▸ **WORK ORDER**
Would you transcribe the data word for word?

_ _ _ _ _

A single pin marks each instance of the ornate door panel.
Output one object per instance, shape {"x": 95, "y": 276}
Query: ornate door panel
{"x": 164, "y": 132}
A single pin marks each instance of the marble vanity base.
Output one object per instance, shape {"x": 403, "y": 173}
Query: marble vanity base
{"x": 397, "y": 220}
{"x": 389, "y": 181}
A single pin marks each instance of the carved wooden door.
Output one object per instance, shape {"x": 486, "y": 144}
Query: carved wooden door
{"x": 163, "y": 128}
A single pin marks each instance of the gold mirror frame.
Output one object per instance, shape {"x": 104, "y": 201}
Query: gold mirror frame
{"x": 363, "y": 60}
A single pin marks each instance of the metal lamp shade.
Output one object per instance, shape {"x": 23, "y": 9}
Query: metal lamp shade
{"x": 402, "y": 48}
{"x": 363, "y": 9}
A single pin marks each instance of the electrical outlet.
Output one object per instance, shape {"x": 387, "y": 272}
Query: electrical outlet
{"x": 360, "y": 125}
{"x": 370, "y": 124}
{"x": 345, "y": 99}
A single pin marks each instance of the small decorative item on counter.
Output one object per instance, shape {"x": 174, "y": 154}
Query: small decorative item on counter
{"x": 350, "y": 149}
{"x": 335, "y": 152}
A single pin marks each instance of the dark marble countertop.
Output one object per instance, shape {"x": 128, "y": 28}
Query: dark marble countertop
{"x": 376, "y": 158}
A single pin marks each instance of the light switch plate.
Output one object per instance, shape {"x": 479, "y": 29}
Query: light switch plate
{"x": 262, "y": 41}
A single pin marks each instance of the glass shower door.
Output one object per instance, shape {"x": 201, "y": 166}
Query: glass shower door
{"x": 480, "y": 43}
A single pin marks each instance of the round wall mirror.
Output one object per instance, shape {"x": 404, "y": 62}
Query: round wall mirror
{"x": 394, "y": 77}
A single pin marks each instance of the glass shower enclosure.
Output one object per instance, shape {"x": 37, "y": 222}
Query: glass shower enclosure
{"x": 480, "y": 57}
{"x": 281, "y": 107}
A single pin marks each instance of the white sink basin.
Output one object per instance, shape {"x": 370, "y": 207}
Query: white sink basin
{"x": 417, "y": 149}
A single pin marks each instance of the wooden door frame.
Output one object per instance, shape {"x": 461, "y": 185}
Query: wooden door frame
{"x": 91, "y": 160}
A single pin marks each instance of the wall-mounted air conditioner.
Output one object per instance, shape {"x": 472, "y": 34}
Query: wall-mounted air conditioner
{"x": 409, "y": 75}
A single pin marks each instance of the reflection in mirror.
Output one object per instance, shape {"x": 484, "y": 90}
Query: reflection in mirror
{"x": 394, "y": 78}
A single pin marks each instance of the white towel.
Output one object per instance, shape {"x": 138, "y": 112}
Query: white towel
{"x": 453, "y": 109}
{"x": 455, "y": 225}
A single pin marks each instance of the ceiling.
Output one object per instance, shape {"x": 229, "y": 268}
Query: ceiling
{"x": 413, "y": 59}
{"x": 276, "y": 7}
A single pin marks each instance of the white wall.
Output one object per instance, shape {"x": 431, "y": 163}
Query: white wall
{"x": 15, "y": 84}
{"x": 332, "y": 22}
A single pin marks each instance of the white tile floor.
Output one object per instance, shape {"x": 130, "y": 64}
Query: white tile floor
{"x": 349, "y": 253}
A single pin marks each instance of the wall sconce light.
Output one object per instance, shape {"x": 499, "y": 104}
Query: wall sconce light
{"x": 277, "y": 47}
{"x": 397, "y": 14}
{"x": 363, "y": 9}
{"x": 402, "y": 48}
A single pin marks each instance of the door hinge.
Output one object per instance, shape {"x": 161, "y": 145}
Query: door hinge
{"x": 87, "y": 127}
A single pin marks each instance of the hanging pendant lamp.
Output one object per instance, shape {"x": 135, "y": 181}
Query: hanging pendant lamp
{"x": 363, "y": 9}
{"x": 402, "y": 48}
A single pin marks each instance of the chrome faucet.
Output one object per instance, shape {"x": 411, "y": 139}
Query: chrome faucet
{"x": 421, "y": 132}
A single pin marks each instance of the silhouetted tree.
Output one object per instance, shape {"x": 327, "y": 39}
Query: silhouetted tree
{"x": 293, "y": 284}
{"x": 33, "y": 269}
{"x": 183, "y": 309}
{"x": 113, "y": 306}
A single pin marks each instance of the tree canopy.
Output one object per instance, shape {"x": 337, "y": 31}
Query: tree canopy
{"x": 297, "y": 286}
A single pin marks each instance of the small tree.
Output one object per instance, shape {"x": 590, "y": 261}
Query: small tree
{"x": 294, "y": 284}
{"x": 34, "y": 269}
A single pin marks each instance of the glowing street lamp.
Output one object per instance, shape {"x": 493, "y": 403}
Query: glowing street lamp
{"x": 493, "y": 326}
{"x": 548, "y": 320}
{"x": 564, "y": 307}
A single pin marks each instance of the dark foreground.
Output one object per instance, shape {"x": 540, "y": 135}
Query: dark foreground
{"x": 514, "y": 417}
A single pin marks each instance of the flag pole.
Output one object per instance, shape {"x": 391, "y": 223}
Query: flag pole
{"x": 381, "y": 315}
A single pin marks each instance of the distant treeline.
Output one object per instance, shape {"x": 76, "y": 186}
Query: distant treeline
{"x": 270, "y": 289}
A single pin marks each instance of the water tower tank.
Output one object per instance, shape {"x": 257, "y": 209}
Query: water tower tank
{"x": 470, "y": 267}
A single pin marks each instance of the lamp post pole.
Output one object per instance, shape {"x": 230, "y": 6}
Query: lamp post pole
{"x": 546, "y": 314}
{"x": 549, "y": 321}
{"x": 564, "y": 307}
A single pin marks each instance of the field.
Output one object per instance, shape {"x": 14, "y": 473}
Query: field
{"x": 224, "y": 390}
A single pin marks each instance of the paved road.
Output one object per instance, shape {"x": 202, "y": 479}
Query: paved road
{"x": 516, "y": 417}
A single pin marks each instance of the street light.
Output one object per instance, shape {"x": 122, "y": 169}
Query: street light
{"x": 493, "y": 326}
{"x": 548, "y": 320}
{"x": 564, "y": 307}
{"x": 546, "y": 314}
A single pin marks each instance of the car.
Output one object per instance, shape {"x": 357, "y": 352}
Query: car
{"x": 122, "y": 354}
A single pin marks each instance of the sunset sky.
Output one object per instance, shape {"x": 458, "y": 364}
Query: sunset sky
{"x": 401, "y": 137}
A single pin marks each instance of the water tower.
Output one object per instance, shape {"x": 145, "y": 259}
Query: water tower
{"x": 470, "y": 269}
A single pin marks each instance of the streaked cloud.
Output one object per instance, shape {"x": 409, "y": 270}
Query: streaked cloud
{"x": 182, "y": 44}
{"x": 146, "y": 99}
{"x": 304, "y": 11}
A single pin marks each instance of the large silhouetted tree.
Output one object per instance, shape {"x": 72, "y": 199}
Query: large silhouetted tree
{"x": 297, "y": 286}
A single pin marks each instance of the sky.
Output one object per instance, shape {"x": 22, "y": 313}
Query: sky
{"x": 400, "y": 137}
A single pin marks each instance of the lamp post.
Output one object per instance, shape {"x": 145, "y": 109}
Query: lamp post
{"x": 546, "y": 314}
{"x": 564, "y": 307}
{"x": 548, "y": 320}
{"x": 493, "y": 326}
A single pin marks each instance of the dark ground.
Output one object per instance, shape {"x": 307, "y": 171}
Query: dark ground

_ _ _ _ _

▸ **RESULT**
A single pin marks each instance of the ornate door panel.
Output one object per instance, shape {"x": 95, "y": 276}
Query: ornate door panel
{"x": 164, "y": 132}
A single pin marks each instance of the marble vanity base.
Output one object per instance, shape {"x": 403, "y": 173}
Query: marble vanity base
{"x": 397, "y": 220}
{"x": 389, "y": 181}
A single pin marks each instance of the carved wooden door.
Output one object per instance, shape {"x": 486, "y": 144}
Query: carved wooden door
{"x": 163, "y": 128}
A single pin marks each instance of the gold mirror frame.
Output one object per instance, shape {"x": 104, "y": 201}
Query: gold mirror frame
{"x": 363, "y": 60}
A single pin marks each instance of the metal lamp shade.
Output one object per instance, shape {"x": 23, "y": 9}
Query: metal lamp shade
{"x": 402, "y": 48}
{"x": 363, "y": 9}
A single pin marks each instance of the electrical outlet.
Output one object per instance, shape {"x": 387, "y": 272}
Query: electrical outlet
{"x": 360, "y": 125}
{"x": 370, "y": 124}
{"x": 345, "y": 99}
A single pin marks each instance of the small decorative item on counter.
Output one object per instance, shape {"x": 174, "y": 154}
Query: small decorative item on counter
{"x": 350, "y": 149}
{"x": 335, "y": 152}
A single pin marks each instance of the dark marble countertop.
Output one object per instance, shape {"x": 128, "y": 28}
Query: dark marble countertop
{"x": 376, "y": 158}
A single pin marks each instance of the light switch plate.
Output one object per instance, shape {"x": 479, "y": 29}
Query: light switch plate
{"x": 262, "y": 41}
A single pin marks each instance of the glass shower door.
Output one object per instance, shape {"x": 201, "y": 166}
Query: glass shower door
{"x": 480, "y": 43}
A single pin marks each instance of the round wall mirror.
Output one object per instance, shape {"x": 404, "y": 62}
Query: round wall mirror
{"x": 394, "y": 77}
A single pin marks each instance of the glass shower enclosure.
Output one object per instance, shape {"x": 37, "y": 222}
Query: glass shower enclosure
{"x": 480, "y": 57}
{"x": 281, "y": 107}
A single pin marks each instance of the white sink basin.
Output one object per instance, shape {"x": 370, "y": 207}
Query: white sink basin
{"x": 417, "y": 149}
A single pin marks each instance of the wooden door frame.
Output one object per instance, shape {"x": 461, "y": 185}
Query: wooden door frame
{"x": 91, "y": 160}
A single pin marks each instance of the wall-mounted air conditioner.
Output one object per instance, shape {"x": 472, "y": 34}
Query: wall-mounted air conditioner
{"x": 409, "y": 75}
A single pin marks each instance of the reflection in mirror.
Output one object per instance, shape {"x": 484, "y": 90}
Query: reflection in mirror
{"x": 394, "y": 78}
A single pin marks each instance of the white towel.
Output one object per instance, shape {"x": 138, "y": 112}
Query: white towel
{"x": 453, "y": 109}
{"x": 455, "y": 225}
A single pin marks each instance of the ceiling.
Output one object per instance, shape {"x": 229, "y": 268}
Query: ceiling
{"x": 413, "y": 59}
{"x": 276, "y": 7}
A single pin marks each instance of the white wall.
Output one object per instance, shape {"x": 431, "y": 163}
Query: white wall
{"x": 15, "y": 84}
{"x": 332, "y": 22}
A single pin marks each instance of the white tile floor.
Output one object per instance, shape {"x": 130, "y": 64}
Query: white tile floor
{"x": 349, "y": 253}
A single pin marks each instance of the wall sconce light.
Output one object per instance, shape {"x": 499, "y": 104}
Query: wall sconce light
{"x": 277, "y": 47}
{"x": 397, "y": 14}
{"x": 363, "y": 9}
{"x": 402, "y": 48}
A single pin marks each instance of the door hinge.
Output one object per instance, shape {"x": 161, "y": 145}
Query: door hinge
{"x": 87, "y": 127}
A single pin marks each instance of the hanging pendant lamp.
Output one object per instance, shape {"x": 135, "y": 181}
Query: hanging pendant lamp
{"x": 363, "y": 9}
{"x": 402, "y": 48}
A single pin marks each instance of the chrome faucet.
Output one object per instance, shape {"x": 411, "y": 139}
Query: chrome faucet
{"x": 421, "y": 132}
A single pin marks each instance of the silhouetted tree.
Output one object per instance, shape {"x": 327, "y": 39}
Query: silhouetted tree
{"x": 293, "y": 284}
{"x": 33, "y": 269}
{"x": 183, "y": 309}
{"x": 113, "y": 306}
A single pin marks each instance of the tree canopy.
Output one object per instance, shape {"x": 337, "y": 31}
Query: tree canopy
{"x": 297, "y": 286}
A single pin marks each instance of the small tree.
Output one object per instance, shape {"x": 590, "y": 261}
Query: small tree
{"x": 294, "y": 284}
{"x": 34, "y": 269}
A single pin marks each instance of the glowing street lamp.
Output one object per instance, shape {"x": 493, "y": 403}
Query: glowing street lamp
{"x": 493, "y": 326}
{"x": 548, "y": 320}
{"x": 564, "y": 307}
A single pin marks each instance of the dark foreground.
Output one object per instance, shape {"x": 540, "y": 135}
Query: dark foreground
{"x": 514, "y": 417}
A single pin marks each instance of the flag pole.
Output one object per instance, shape {"x": 391, "y": 223}
Query: flag pole
{"x": 381, "y": 315}
A single pin marks each instance of the distant treeline.
Output one object per instance, shape {"x": 76, "y": 186}
Query: distant treeline
{"x": 270, "y": 289}
A single pin marks each instance of the water tower tank.
Output one object per instance, shape {"x": 257, "y": 209}
Query: water tower tank
{"x": 470, "y": 267}
A single pin marks each instance of the lamp post pole.
Output one object per instance, shape {"x": 230, "y": 6}
Query: lamp post pole
{"x": 546, "y": 314}
{"x": 549, "y": 321}
{"x": 564, "y": 307}
A single pin marks each instance of the field.
Output one object per instance, shape {"x": 14, "y": 473}
Query: field
{"x": 224, "y": 390}
A single pin marks each instance of the paved road.
Output one object per instance, shape {"x": 202, "y": 479}
Query: paved road
{"x": 516, "y": 417}
A single pin marks each instance of the street light.
Output one object per instance, shape {"x": 122, "y": 169}
Query: street light
{"x": 493, "y": 326}
{"x": 548, "y": 320}
{"x": 564, "y": 307}
{"x": 546, "y": 314}
A single pin marks each instance of the car.
Output one object per instance, shape {"x": 357, "y": 352}
Query: car
{"x": 122, "y": 354}
A single pin marks each instance of the sunset sky.
Output one object per instance, shape {"x": 458, "y": 364}
Query: sunset sky
{"x": 401, "y": 137}
A single pin marks each instance of the water tower.
Output one object per instance, shape {"x": 145, "y": 259}
Query: water tower
{"x": 470, "y": 269}
A single pin marks each instance of the streaked cloud.
Output one object per instance, shape {"x": 409, "y": 270}
Query: streaked cloud
{"x": 182, "y": 44}
{"x": 146, "y": 99}
{"x": 304, "y": 11}
A single pin marks each instance of the large silhouetted tree.
Output one object per instance, shape {"x": 72, "y": 199}
Query: large silhouetted tree
{"x": 297, "y": 286}
A single pin marks each instance of the sky.
Output one object per instance, shape {"x": 22, "y": 313}
Query: sky
{"x": 400, "y": 137}
A single pin marks each instance of the lamp post.
Output one object per instance, shape {"x": 145, "y": 109}
Query: lamp post
{"x": 546, "y": 314}
{"x": 564, "y": 307}
{"x": 548, "y": 320}
{"x": 493, "y": 326}
A single pin marks each instance of the dark ground.
Output one object per instance, shape {"x": 307, "y": 171}
Query: dark ground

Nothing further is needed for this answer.